- _WHAT YOU ARE ASKED TO DO_
Pull every line from the entries below and reproduce each one verbatim, keeping the original order and characters.
--------
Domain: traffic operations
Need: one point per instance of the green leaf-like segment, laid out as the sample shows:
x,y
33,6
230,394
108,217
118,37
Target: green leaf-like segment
--------
- _EXERCISE ANSWER_
Domain: traffic operations
Need: one point per instance of the green leaf-like segment, laid out as the sample shows:
x,y
33,6
230,394
108,217
118,37
Target: green leaf-like segment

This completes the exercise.